> **WHAT YOU ARE ASKED TO DO**:
All lines from the first one in the listing below to the one holding "Tag each instance of the green", inclusive, are to be copied exactly.

> **RECORD EXCERPTS**:
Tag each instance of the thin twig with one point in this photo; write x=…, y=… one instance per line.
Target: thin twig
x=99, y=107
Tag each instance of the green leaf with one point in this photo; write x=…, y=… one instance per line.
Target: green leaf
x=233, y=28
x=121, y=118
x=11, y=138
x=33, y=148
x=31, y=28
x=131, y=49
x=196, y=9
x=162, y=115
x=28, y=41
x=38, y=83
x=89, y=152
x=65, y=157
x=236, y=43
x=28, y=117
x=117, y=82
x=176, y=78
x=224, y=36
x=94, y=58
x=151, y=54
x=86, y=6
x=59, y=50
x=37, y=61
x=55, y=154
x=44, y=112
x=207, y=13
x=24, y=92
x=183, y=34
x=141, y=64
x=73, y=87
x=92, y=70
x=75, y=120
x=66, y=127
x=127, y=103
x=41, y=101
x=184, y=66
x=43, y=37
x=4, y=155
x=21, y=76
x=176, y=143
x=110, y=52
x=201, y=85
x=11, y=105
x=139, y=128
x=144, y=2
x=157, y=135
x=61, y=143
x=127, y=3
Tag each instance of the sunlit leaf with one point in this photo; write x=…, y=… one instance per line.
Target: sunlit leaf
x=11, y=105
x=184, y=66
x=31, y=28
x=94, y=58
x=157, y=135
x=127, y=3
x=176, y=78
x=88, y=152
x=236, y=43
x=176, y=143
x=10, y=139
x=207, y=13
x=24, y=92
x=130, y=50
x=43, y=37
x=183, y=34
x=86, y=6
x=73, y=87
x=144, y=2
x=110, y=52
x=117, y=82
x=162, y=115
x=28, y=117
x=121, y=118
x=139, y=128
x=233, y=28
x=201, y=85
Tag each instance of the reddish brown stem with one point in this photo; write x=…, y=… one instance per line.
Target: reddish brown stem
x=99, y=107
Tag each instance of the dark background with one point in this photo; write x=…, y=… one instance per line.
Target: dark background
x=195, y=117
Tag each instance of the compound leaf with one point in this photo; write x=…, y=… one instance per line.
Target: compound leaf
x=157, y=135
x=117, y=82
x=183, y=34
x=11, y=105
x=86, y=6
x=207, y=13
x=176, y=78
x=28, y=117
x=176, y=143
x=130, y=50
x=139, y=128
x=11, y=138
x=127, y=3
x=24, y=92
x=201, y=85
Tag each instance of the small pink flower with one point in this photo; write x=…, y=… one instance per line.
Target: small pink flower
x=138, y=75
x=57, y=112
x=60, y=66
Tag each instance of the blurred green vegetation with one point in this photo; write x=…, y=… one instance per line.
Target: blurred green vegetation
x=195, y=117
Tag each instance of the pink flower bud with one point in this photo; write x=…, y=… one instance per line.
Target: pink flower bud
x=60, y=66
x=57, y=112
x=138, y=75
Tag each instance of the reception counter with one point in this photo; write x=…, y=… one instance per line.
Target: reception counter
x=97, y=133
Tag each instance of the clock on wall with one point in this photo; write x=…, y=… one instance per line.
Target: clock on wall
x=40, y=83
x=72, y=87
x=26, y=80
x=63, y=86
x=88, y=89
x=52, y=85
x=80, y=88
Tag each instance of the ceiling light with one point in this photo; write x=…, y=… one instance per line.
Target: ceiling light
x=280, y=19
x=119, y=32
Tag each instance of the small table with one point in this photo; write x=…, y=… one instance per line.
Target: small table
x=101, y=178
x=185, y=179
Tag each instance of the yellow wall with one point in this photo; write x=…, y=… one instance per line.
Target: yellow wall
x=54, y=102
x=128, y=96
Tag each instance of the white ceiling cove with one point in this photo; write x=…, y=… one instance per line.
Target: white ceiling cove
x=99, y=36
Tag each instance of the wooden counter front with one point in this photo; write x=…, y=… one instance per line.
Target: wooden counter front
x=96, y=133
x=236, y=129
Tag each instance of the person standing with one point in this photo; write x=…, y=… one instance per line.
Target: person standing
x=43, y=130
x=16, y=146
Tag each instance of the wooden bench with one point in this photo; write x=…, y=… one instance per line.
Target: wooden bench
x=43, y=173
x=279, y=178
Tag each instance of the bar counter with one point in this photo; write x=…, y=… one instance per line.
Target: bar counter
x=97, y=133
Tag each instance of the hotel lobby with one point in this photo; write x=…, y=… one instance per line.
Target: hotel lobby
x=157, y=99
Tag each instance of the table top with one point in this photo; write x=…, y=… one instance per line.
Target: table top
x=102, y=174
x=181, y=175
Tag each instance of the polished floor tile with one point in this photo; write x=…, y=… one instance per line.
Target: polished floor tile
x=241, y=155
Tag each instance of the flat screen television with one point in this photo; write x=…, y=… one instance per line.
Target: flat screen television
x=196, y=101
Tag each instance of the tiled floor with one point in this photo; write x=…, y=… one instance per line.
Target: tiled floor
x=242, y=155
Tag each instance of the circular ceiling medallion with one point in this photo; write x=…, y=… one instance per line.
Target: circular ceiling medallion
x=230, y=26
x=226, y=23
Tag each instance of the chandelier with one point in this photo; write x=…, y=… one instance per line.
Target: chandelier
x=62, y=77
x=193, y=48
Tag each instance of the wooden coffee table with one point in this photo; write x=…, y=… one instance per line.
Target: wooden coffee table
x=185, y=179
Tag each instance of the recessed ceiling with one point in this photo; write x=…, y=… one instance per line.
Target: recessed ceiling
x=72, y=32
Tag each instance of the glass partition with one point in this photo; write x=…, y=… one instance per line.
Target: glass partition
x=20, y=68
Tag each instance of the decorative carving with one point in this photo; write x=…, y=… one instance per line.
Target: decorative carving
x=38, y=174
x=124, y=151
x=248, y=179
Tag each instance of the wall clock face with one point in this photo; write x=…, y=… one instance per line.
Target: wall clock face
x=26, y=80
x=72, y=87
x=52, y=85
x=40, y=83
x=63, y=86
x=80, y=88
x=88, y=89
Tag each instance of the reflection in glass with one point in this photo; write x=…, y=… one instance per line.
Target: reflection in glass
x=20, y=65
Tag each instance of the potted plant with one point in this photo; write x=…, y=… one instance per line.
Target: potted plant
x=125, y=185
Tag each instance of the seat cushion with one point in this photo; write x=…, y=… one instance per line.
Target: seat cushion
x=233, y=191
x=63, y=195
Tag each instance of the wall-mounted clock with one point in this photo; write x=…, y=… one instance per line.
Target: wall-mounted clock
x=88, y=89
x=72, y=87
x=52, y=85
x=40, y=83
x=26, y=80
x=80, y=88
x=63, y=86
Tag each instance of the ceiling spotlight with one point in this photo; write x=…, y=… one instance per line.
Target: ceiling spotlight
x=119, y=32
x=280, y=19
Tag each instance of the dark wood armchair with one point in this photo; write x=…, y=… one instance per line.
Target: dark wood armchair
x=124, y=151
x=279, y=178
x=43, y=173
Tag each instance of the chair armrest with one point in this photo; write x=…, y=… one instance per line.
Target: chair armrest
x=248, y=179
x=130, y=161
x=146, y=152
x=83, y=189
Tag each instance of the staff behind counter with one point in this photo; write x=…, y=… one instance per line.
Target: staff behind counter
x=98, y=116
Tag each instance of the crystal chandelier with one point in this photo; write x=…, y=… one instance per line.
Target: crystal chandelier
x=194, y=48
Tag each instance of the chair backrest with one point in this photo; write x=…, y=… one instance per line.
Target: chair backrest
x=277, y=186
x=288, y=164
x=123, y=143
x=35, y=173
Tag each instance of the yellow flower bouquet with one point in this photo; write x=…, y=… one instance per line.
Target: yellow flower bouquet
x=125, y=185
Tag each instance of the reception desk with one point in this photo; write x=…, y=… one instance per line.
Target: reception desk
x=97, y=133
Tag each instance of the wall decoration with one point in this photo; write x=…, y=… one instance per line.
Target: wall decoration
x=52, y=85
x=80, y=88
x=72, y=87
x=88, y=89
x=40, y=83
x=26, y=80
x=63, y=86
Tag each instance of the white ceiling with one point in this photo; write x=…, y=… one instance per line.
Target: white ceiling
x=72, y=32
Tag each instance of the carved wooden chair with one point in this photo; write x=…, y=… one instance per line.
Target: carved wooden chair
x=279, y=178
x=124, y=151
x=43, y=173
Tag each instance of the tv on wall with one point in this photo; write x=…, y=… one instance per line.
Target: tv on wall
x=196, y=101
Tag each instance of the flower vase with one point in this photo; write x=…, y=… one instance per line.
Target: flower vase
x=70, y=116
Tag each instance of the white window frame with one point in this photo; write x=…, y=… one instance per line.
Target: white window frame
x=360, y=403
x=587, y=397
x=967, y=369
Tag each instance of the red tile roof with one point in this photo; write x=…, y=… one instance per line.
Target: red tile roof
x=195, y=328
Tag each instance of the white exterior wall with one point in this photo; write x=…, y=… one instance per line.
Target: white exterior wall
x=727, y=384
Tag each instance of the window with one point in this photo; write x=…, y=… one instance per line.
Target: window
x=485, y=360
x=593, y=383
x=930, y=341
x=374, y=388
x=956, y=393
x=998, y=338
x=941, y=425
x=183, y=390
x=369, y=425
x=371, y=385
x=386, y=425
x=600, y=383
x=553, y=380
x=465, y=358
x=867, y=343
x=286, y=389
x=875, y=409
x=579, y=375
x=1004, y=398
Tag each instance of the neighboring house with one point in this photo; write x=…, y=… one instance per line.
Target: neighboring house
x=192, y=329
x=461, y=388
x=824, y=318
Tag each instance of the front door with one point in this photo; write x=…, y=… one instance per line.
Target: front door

> **SOLUTION TO THIS EXERCISE**:
Tag each instance of the thin twig with one point in this photo; write x=…, y=… one instance per line.
Target: thin twig
x=99, y=107
Tag each instance of the green leaf with one point in this photo; write x=…, y=… one instance per line.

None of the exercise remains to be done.